*TASK REQUIREMENTS:* Every line from the start of the records below to the line containing "box: [421, 0, 426, 153]" should be retyped exactly, that line included, and no others.

*DATA SHOWN:*
•••••

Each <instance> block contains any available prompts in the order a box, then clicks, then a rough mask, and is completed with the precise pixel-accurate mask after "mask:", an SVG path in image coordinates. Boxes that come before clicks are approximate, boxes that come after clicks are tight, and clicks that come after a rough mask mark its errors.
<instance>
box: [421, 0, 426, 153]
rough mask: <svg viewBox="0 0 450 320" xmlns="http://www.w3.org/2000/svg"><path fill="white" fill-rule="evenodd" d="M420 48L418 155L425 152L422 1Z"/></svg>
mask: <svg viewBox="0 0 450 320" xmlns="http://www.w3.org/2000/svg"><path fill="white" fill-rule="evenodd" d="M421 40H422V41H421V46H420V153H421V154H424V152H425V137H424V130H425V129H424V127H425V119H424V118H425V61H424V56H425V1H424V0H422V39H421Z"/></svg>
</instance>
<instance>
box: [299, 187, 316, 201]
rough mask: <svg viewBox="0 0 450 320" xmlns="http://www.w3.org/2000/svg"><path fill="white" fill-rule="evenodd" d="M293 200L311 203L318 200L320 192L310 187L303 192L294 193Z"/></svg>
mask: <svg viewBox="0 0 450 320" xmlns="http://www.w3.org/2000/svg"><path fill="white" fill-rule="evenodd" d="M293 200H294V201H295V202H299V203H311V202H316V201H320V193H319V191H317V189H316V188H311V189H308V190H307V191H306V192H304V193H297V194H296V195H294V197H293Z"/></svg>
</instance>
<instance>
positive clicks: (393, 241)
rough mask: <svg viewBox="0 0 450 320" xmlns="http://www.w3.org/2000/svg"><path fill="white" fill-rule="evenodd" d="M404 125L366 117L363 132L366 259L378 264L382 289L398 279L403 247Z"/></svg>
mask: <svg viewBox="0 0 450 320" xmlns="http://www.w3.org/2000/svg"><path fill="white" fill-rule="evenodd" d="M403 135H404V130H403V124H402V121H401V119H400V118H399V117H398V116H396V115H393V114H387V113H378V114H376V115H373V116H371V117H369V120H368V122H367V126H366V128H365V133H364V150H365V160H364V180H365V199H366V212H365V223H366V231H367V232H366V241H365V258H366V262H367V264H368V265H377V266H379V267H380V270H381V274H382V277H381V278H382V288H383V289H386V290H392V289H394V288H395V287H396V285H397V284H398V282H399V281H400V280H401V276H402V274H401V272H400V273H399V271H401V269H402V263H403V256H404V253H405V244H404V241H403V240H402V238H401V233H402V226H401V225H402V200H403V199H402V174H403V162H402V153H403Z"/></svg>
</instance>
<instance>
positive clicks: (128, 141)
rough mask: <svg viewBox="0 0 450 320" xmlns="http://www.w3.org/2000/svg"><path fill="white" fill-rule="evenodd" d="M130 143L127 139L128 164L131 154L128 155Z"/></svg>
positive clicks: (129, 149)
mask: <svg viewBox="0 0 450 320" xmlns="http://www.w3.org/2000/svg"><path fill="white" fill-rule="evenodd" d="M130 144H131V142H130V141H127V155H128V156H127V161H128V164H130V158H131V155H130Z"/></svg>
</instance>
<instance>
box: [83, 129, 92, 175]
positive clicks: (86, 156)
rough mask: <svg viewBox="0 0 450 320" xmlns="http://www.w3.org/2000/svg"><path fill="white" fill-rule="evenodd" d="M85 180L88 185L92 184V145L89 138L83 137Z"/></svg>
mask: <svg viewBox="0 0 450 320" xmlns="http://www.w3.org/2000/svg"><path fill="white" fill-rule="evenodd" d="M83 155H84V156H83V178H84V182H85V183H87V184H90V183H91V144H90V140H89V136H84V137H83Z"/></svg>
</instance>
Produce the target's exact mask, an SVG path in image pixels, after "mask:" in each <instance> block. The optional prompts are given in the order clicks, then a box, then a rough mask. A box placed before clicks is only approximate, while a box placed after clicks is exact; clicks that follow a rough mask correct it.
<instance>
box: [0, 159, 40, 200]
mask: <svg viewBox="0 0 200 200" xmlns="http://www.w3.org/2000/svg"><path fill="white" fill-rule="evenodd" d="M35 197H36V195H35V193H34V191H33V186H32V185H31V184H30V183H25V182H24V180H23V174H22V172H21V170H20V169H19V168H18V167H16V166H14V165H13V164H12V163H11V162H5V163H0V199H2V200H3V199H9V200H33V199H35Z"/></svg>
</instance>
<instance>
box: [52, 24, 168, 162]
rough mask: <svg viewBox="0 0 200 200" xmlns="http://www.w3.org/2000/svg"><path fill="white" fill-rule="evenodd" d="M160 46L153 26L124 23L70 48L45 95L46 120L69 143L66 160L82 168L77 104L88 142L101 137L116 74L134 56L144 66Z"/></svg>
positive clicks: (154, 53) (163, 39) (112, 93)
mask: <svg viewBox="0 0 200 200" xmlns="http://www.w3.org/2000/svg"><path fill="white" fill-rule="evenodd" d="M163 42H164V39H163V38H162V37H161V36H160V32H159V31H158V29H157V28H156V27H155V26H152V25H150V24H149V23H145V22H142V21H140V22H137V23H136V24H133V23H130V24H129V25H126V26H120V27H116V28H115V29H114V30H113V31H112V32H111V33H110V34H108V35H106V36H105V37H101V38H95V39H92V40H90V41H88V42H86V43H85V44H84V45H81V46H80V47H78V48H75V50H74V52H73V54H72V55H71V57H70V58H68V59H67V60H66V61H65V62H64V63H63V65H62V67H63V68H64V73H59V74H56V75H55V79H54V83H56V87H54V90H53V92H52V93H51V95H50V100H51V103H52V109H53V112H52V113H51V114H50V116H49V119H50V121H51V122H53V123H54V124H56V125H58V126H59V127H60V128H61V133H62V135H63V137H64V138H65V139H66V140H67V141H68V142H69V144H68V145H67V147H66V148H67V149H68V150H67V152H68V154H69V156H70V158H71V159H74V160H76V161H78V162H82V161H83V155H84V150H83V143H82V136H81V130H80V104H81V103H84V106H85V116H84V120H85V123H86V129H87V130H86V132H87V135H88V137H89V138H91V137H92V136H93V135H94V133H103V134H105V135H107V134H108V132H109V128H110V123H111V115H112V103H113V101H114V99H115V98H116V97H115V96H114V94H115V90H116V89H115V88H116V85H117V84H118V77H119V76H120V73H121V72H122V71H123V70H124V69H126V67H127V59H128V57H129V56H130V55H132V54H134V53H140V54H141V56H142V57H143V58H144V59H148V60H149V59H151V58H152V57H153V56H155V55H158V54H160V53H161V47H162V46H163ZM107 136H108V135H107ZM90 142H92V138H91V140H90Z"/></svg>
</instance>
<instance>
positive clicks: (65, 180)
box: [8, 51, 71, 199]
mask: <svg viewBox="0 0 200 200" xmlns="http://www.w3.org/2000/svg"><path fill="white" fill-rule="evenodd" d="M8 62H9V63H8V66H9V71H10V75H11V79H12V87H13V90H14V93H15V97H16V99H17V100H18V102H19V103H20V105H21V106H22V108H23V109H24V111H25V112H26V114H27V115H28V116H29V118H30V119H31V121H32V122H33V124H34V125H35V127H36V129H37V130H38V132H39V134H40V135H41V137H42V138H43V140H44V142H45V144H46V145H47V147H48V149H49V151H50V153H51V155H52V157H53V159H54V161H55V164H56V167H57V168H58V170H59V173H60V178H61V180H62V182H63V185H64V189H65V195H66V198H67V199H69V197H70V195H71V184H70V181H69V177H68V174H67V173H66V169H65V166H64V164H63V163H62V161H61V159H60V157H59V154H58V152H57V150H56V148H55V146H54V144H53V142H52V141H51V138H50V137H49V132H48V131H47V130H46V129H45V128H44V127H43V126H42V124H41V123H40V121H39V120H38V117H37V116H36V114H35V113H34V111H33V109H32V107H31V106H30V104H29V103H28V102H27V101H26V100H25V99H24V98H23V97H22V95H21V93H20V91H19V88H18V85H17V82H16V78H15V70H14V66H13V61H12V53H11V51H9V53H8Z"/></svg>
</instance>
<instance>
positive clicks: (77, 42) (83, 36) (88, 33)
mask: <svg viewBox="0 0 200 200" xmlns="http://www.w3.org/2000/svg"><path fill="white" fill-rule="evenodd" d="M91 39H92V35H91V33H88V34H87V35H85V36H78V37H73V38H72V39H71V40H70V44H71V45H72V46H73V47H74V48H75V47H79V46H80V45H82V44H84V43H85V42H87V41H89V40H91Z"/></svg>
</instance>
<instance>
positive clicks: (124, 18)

•••••

*ANSWER SPACE:*
Each <instance> block contains any available prompts in the order a box, then clicks, then a rough mask, and is completed with the precise pixel-accurate mask after "mask:", an SVG path in image coordinates. Boxes that come before clicks are approximate, boxes that come after clicks are tight, and clicks that come after a rough mask mark its errors.
<instance>
box: [421, 0, 426, 153]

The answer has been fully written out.